__Your task__: Write out each entry again. Keep every word exactly as it is.

__Dataset items__:

________

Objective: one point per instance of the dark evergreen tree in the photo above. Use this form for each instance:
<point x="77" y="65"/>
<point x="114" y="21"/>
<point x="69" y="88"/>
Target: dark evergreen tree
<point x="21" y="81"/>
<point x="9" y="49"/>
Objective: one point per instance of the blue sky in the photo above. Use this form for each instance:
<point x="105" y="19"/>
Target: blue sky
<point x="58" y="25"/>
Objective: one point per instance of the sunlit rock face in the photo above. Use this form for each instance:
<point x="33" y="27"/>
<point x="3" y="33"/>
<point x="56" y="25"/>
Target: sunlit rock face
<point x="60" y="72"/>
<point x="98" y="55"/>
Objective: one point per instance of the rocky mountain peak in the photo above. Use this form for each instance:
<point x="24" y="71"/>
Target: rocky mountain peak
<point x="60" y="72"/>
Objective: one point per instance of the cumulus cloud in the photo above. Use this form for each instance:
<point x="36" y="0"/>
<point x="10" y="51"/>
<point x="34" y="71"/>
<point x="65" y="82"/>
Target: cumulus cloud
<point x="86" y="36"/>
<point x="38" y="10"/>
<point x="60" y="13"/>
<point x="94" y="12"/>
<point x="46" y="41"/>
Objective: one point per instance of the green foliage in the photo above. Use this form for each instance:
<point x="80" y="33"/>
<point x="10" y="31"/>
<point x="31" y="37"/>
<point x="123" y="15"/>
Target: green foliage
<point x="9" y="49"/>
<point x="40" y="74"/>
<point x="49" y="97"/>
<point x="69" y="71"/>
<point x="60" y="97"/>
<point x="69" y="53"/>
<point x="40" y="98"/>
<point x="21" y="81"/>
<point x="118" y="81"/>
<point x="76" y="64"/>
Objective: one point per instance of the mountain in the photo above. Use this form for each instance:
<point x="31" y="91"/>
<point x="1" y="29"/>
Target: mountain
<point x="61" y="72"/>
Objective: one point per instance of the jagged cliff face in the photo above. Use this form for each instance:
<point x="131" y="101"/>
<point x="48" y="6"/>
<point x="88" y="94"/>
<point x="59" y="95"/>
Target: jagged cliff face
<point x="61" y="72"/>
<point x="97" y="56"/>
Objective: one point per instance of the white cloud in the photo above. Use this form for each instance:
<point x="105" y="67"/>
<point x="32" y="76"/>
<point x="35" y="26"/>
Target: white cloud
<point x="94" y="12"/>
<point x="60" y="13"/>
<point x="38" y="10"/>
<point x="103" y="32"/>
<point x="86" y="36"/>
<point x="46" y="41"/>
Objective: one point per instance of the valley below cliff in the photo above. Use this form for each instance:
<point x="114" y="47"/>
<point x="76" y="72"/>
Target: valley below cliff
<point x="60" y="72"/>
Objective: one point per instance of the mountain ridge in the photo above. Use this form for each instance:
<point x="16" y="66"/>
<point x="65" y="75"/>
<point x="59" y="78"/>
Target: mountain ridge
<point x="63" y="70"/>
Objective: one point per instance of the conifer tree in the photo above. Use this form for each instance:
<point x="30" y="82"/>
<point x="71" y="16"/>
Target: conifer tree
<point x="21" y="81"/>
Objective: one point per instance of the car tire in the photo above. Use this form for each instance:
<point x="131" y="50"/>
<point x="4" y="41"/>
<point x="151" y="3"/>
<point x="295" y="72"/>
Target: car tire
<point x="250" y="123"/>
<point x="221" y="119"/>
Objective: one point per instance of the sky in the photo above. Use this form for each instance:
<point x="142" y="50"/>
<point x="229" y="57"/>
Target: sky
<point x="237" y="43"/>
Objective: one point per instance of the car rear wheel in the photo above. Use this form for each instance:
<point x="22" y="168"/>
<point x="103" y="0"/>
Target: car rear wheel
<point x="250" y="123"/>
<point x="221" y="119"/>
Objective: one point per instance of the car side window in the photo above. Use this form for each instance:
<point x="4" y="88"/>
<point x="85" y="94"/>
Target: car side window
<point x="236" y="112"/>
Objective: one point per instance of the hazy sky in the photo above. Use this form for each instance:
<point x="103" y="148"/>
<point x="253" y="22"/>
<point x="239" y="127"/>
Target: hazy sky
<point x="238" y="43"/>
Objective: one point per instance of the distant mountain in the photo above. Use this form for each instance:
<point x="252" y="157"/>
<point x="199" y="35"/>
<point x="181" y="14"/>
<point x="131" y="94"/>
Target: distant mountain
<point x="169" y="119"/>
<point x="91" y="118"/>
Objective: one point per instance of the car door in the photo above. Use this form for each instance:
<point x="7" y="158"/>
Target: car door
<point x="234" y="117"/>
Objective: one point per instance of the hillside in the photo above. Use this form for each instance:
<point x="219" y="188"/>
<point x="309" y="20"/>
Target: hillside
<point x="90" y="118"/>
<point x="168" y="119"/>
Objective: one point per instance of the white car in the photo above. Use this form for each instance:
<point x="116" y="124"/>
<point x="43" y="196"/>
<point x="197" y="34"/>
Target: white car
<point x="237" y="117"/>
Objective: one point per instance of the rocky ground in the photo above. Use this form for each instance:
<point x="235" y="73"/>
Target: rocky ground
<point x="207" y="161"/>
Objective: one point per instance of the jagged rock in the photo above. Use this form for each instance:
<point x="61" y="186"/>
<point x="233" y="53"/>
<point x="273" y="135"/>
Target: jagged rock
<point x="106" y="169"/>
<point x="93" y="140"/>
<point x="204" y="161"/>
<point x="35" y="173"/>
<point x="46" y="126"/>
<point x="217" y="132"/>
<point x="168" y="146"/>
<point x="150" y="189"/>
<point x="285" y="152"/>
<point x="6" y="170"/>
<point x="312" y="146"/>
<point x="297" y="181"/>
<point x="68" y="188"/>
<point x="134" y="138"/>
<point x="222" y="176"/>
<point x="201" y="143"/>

________

__Answer to the problem__:
Objective: one point per instance of the dark evergreen tree in the photo above. Use this form for each instance:
<point x="77" y="65"/>
<point x="114" y="21"/>
<point x="69" y="88"/>
Target: dark evergreen tree
<point x="21" y="81"/>
<point x="9" y="49"/>
Objective: one point per instance of the blue sky in the photo above. Use this form for each instance:
<point x="105" y="19"/>
Target: blue sky
<point x="58" y="25"/>
Objective: one point per instance of the sunlit rock face in the photo above. Use this form for each instance:
<point x="33" y="27"/>
<point x="3" y="33"/>
<point x="56" y="25"/>
Target: sunlit rock face
<point x="60" y="72"/>
<point x="98" y="55"/>
Objective: one point per instance of the rocky mountain peak in the photo above. Use this form for each instance:
<point x="24" y="71"/>
Target: rocky mountain peak
<point x="60" y="72"/>
Objective: one point per instance of the cumulus cloud in the photo above. Use this form for each instance:
<point x="36" y="0"/>
<point x="10" y="51"/>
<point x="34" y="71"/>
<point x="65" y="82"/>
Target: cumulus cloud
<point x="86" y="36"/>
<point x="38" y="10"/>
<point x="60" y="13"/>
<point x="94" y="12"/>
<point x="46" y="41"/>
Objective: one point per instance of the green foliage in the photo above. Use this form for each instance:
<point x="80" y="33"/>
<point x="10" y="31"/>
<point x="31" y="37"/>
<point x="123" y="15"/>
Target: green foliage
<point x="9" y="49"/>
<point x="40" y="74"/>
<point x="49" y="97"/>
<point x="69" y="71"/>
<point x="60" y="97"/>
<point x="69" y="53"/>
<point x="40" y="98"/>
<point x="21" y="81"/>
<point x="118" y="81"/>
<point x="76" y="64"/>
Objective: one point per instance of the mountain in the photo above. Use this form for each instance:
<point x="31" y="91"/>
<point x="1" y="29"/>
Target: mountain
<point x="61" y="72"/>
Objective: one point per instance of the jagged cliff face in the photo above. Use this form for each instance:
<point x="131" y="101"/>
<point x="48" y="6"/>
<point x="88" y="94"/>
<point x="59" y="95"/>
Target: jagged cliff face
<point x="61" y="72"/>
<point x="97" y="56"/>
Objective: one point per instance of the white cloud in the photo above. Use this form for each instance:
<point x="105" y="67"/>
<point x="32" y="76"/>
<point x="35" y="26"/>
Target: white cloud
<point x="94" y="12"/>
<point x="60" y="13"/>
<point x="38" y="10"/>
<point x="103" y="32"/>
<point x="86" y="36"/>
<point x="46" y="41"/>
Objective: one point per instance of the valley below cliff in the photo above. Use this form for each instance:
<point x="114" y="47"/>
<point x="76" y="72"/>
Target: valley below cliff
<point x="60" y="72"/>
Objective: one point per instance of the mountain ridge in the photo above. Use this form for each instance:
<point x="16" y="66"/>
<point x="65" y="75"/>
<point x="59" y="78"/>
Target: mountain ridge
<point x="63" y="70"/>
Objective: one point per instance of the conifer tree in the photo above. Use this form for each instance:
<point x="30" y="82"/>
<point x="71" y="16"/>
Target: conifer tree
<point x="21" y="81"/>
Objective: one point per instance of the car tire in the photo above. Use this form for each instance:
<point x="131" y="50"/>
<point x="4" y="41"/>
<point x="151" y="3"/>
<point x="295" y="72"/>
Target: car tire
<point x="250" y="123"/>
<point x="221" y="119"/>
Objective: one point per instance of the sky in the photo above. Use this form for each instance:
<point x="142" y="50"/>
<point x="229" y="57"/>
Target: sky
<point x="237" y="43"/>
Objective: one point per instance of the car rear wheel in the photo above. Use this form for each instance:
<point x="22" y="168"/>
<point x="103" y="0"/>
Target: car rear wheel
<point x="250" y="123"/>
<point x="221" y="119"/>
Objective: one point per instance of the car side window in the photo above. Use this form for each instance:
<point x="4" y="88"/>
<point x="85" y="94"/>
Target: car side window
<point x="236" y="112"/>
Objective: one point per instance of the hazy sky in the photo above. Use this form for each instance:
<point x="103" y="148"/>
<point x="253" y="22"/>
<point x="239" y="127"/>
Target: hazy sky
<point x="238" y="43"/>
Objective: one point per instance of the distant mountain in the photo above. Use this form for each instance:
<point x="252" y="157"/>
<point x="199" y="35"/>
<point x="181" y="14"/>
<point x="131" y="94"/>
Target: distant mountain
<point x="169" y="119"/>
<point x="91" y="118"/>
Objective: one point per instance of the car door in the photo above. Use this form for each instance:
<point x="7" y="158"/>
Target: car door
<point x="234" y="117"/>
Objective: one point per instance of the hillside in the photo above. Use this form for each instance:
<point x="219" y="188"/>
<point x="309" y="20"/>
Target: hillside
<point x="90" y="118"/>
<point x="168" y="119"/>
Objective: one point per instance of the white car in the photo above. Use this form for each instance:
<point x="116" y="124"/>
<point x="43" y="196"/>
<point x="197" y="34"/>
Target: white car
<point x="237" y="117"/>
Objective: one point per instance of the rocky ground in the photo above. Use this form for each instance:
<point x="235" y="73"/>
Target: rocky ground
<point x="207" y="161"/>
Objective: one point per instance of the jagged rock in the photo above. Use this form for each instance:
<point x="61" y="186"/>
<point x="233" y="53"/>
<point x="273" y="135"/>
Target: jagged rock
<point x="106" y="169"/>
<point x="93" y="140"/>
<point x="204" y="161"/>
<point x="35" y="173"/>
<point x="46" y="126"/>
<point x="217" y="132"/>
<point x="168" y="146"/>
<point x="150" y="189"/>
<point x="285" y="152"/>
<point x="6" y="170"/>
<point x="312" y="146"/>
<point x="297" y="181"/>
<point x="68" y="188"/>
<point x="134" y="138"/>
<point x="222" y="176"/>
<point x="201" y="143"/>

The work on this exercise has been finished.